***** Leestekst
Wat staat ons in Nederland te wachten? Ook in Nederland zullen er projecten verdwijnen doordat sponsors afhaken. En nieuwe initiatieven krijgen het zwaar om financiers te vinden.

Iedere onderneming kijkt het komende jaar kritisch naar de uitgaven. Iedere onderneming kijkt kritischer dan ooit naar het rendement van de investeringen.

En daar ligt een kans. Het ontwikkelen van projecten die aantoonbaar en direct resultaat opleveren voor de sponsor. Dat vraagt om enige aanpassing in gesponsord Nederland. Als de cheque van de sponsor eenmaal binnen is, wordt er direct minder hard gerend. Laat staan nagedacht over de mogelijkheden vanuit eigen initiatief een bijdrage te leveren aan het resultaat van die sponsor.

Want ook in 2009 kunnen er successen worden behaald als het om sponsoring gaat.

Sportorganisaties die initiatief nemen, die meedenken met hun sponsors, die gefundeerd laten zien hoe sponsoring rendement oplevert, die creatieve concepten ontwikkelen om nieuwe partijen aan zich te binden en nieuwe markten te openen, dat zijn de partijen die ook in 2009 succesvol zullen zijn.

Dat zou vanzelfsprekend moeten zijn, maar dat is het niet. Maar de crisis zorgt voor revelatie. Gewoon weer hard werken voor je geld.

Column verschenen in AD Sportwereld, 11 december 2008.

Oranje moet onderdeel van het regeringsbeleid zijn

Er wordt in de media steeds meer aandacht besteed aan de commerciële aspecten van sport. Het heeft waarschijnlijk alles te maken met de steeds verdergaande commercialisering van de samenleving. Alles en iedereen wordt op geld gewaardeerd. We willen weten wat het kost en we willen weten wat het oplevert, ook als het om sport gaat. Dus worden onderwerpen als het verlies van het missen van de Champions League (20 miljoen euro volgens Ajax) en het weeksalaris dat Christiano Ronaldo bij Real Madrid zou kunnen verdienen (200.000 euro per week volgens Real) breed uitgemeten in de media.
**********
***** Inhoud dataset
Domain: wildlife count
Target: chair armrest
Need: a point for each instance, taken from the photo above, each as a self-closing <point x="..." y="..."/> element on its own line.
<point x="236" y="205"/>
**********
Opdrachten:
• A. Neem een stuk uit de leestekst hierboven letterlijk over. Begin bij de woorden "Wat staat ons" en stop na "om sponsoring gaat.".
• B. Vermeld alsjeblieft in welke krant en op welke datum de column uit de leestekst verscheen.

Uitkomsten:
• A.
Wat staat ons in Nederland te wachten? Ook in Nederland zullen er projecten verdwijnen doordat sponsors afhaken. En nieuwe initiatieven krijgen het zwaar om financiers te vinden.

Iedere onderneming kijkt het komende jaar kritisch naar de uitgaven. Iedere onderneming kijkt kritischer dan ooit naar het rendement van de investeringen.

En daar ligt een kans. Het ontwikkelen van projecten die aantoonbaar en direct resultaat opleveren voor de sponsor. Dat vraagt om enige aanpassing in gesponsord Nederland. Als de cheque van de sponsor eenmaal binnen is, wordt er direct minder hard gerend. Laat staan nagedacht over de mogelijkheden vanuit eigen initiatief een bijdrage te leveren aan het resultaat van die sponsor.

Want ook in 2009 kunnen er successen worden behaald als het om sponsoring gaat.

• B. In AD Sportwereld, op 11 december 2008.